** BEGIN Document text **
The more recent milestone is bigger. In November 2025, Standard Bank went live as the first African bank to connect directly to CIPS, China's Cross-Border Interbank Payment System — its home-grown alternative to the dollar-based correspondent network (Standard Bank, 2025). The system launched with a ceremony at the South African Reserve Bank and is now live across Standard Bank's platforms in 21 African markets, letting clients settle with Chinese counterparties in renminbi rather than going through the dollar. Early volumes are real but modest — Standard Bank reported processing roughly R9.5 billion (about $500 million at prevailing rates) via CIPS in the months since launch (TechCabal, 2025; figure per subsequent Standard Bank reporting) — a meaningful first step against a $52.5 billion trade relationship, not a replacement for it.

This is the South-Africa-specific piece of a larger renminbi story. How far the yuan is actually displacing the dollar across the whole China–Africa corridor — the CIPS growth figures, the swap-line map, and the disciplined verdict — is its own question, and we answer it in full in does the renminbi settle China–Africa trade?.

Is the renminbi replacing the dollar in SA–China trade?

Not yet — the US dollar still settles the majority of China–South Africa trade, even as renminbi infrastructure expands. Africa's first RMB clearing bank and Standard Bank's CIPS link are genuine, dated milestones, but they sit on top of a trade flow that is still overwhelmingly priced, held, and cleared in dollars. No published figure shows renminbi taking a majority share of the corridor; the honest reading is that yuan settlement is rising from a small base, not taking over.

For a South African exporter or a Chinese buyer, the practical takeaway is that you now have two rails where you used to have one — but the dollar rail still carries most of the load, and most of the friction. That is why the settlement question doesn't end with the renminbi. The deeper continental analysis lives on the China–Africa trade hub, and the corridor-wide yuan-versus-dollar verdict is in does the renminbi settle China–Africa trade?.
** END Document text **
(What you will do)
Pick up the article above on renminbi and dollar settlement in South Africa–China trade from its final sentence and keep writing it.
** BEGIN Source excerpt **
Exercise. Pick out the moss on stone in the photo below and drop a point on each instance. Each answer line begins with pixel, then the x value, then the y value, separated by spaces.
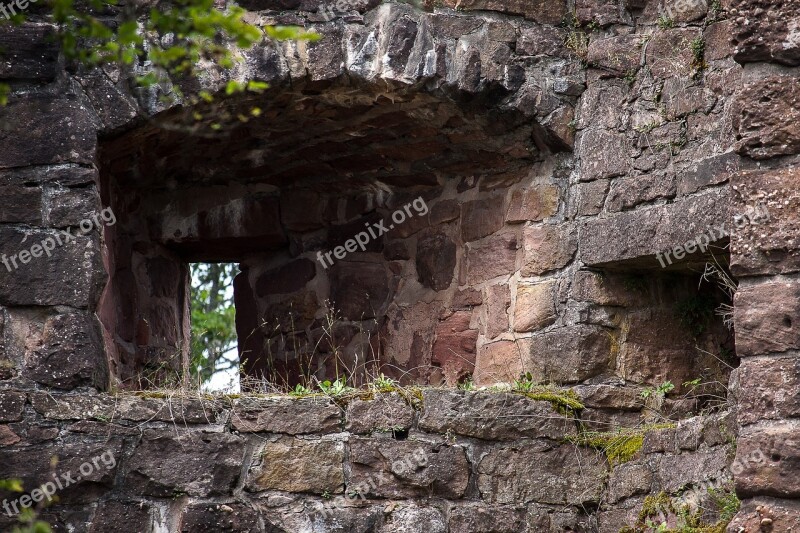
pixel 619 446
pixel 655 509
pixel 564 401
** END Source excerpt **
(Written reply)
How are South African firms cutting settlement cost and time?

The settlement problem here is distinctive: on a $52.5 billion trade tie that runs in South Africa's favour, even a surplus exporter waits three to five days to collect, because the proceeds clear through thinning dollar correspondent rails. So a growing number of South African and other African firms now settle the dollar leg of China trade using Treasury-backed stablecoins — digital dollars pegged 1:1 to the US dollar and backed by US Treasuries and cash held with regulated custodians. These are settlement infrastructure, not speculative crypto: the value is fixed to the dollar, the reserves are auditable, and the point is to move money, not to bet on price. Used through compliant, licensed channels, they let a business settle a supplier or collect from a buyer in seconds rather than waiting on the three-to-five-day correspondent chain.

The adoption is already visible in the data. Stablecoins now account for about 43% of Sub-Saharan African crypto transaction volume, with the region receiving over $205 billion in on-chain value (July 2024–June 2025, up ~52% year on year) that Chainalysis ties to high-value trade flows between Africa, the Middle East, and Asia (Chainalysis, 2025). For a deeper read on how this works against the dollar shortage, see how stablecoins solve dollar shortages in Africa and the rail-by-rail comparison in stablecoin settlement vs SWIFT.

How does the USD shortage shape the answer — and where Artoh fits

South Africa's place in China–Africa trade is the cleanest illustration of a hard truth: even running a surplus does not free a business from the dollar bottleneck. The trade is the easy part. Collecting on it — converting a confirmed sale through a thinning correspondent network, waiting days for a beneficiary leg to clear, absorbing the FX spread — is where time and working capital leak out. A renminbi rail now exists alongside the dollar one, but most of the corridor still moves on dollars, and most of the friction sits there.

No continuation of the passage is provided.